Sakatlıklar ve cezalılar yüzünden yaşadığı onca badireyi yüzünün akıyla atlatıp  bu günlere gelen  Trabzonspor’un şampiyonluğunu matematiksel  olarak da ilan etmesi için  final,  bence  cuma günü Akyazı’da Karagümrük ile oynayacağı maçtır.

Bu maç kazanıldığında kalan 5 müsabakada 2 puanı değil Trabzonspor, Trabzon Gazeteciler Cemiyeti Turnuvasında şampiyon olan Taka Gazetesinin takımı bile alır!..

Ki bu maçı kazanan Trabzonspor, turu Adana’da atar..

Son 3 maçında 7 puan kaybederken galip gelemeyen Bordo-Mavililerin Karagümrük’ü mağlup ederek  hem taraftarını coşturup  iyice havaya sokacağından, hem de şom ağızlılara gereken cevabı vereceğinden eminiz ancak ...

Öyle, ‘Temkinli, tedbirli, garantili oynayacağım’ diye kendini pasife etmeyecek..

> **İstek A**
Girdilerde "of the plant" ifadesini içeren satırdan başlayıp girdilerin sonuna kadar giden satırları, iki uç da dahil olmak üzere bire bir tekrarla.

> **Alıştırma girdisi**
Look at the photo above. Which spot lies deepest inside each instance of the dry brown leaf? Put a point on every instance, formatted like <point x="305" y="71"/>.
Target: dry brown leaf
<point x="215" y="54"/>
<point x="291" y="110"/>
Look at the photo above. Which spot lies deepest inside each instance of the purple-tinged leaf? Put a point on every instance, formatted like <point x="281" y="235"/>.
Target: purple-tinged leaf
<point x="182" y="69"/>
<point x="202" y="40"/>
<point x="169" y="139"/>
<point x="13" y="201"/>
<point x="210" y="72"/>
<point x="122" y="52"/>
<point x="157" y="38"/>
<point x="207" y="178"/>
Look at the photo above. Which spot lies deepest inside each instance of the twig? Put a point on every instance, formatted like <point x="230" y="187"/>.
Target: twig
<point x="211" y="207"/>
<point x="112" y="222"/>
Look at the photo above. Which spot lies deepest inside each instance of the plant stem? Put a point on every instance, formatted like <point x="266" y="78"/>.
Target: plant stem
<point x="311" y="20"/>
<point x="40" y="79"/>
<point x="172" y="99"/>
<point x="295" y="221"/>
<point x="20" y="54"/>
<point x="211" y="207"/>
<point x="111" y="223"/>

> **İstek B**
Lütfen Trabzonspor'un Karagümrük maçı üzerine yazılmış metni son cümlesinin ardından sürdür.

> **Nihai sonuç A**
Look at the photo above. Which spot lies deepest inside each instance of the plant stem? Put a point on every instance, formatted like <point x="266" y="78"/>.
Target: plant stem
<point x="311" y="20"/>
<point x="40" y="79"/>
<point x="172" y="99"/>
<point x="295" y="221"/>
<point x="20" y="54"/>
<point x="211" y="207"/>
<point x="111" y="223"/>

> **Nihai sonuç B**
Gerçek gücünü ortayla koyacak bir anlayışla bir ilk yarı oynayıp 45 dakikada işi bitirecek.

Dorukhan’ın son durumunu bilmiyoruz ama,  böyle bir futbol için taşlar tamamlanmıştır

Özellikle de Hamsik’in dönmesiyle geçiş oyununda yaşanan sıkıntı sonlanmıştır.

Hamsik’in araya ve terse atacağı ince paslarla iki maçtır kayıplarda olan  olan forvet hattı da beklenen futbollarını sergileyip etkili olacaklardır.  .

Yani ,Trabzonspor bilinen ve yakışan futbolunu sergilemek için gol yemeyi beklemeyecek, maça 1-0 mağlup gibi başlayıp sağlı sollu, ortadan Karagümrük’e nefes aldırmayacak.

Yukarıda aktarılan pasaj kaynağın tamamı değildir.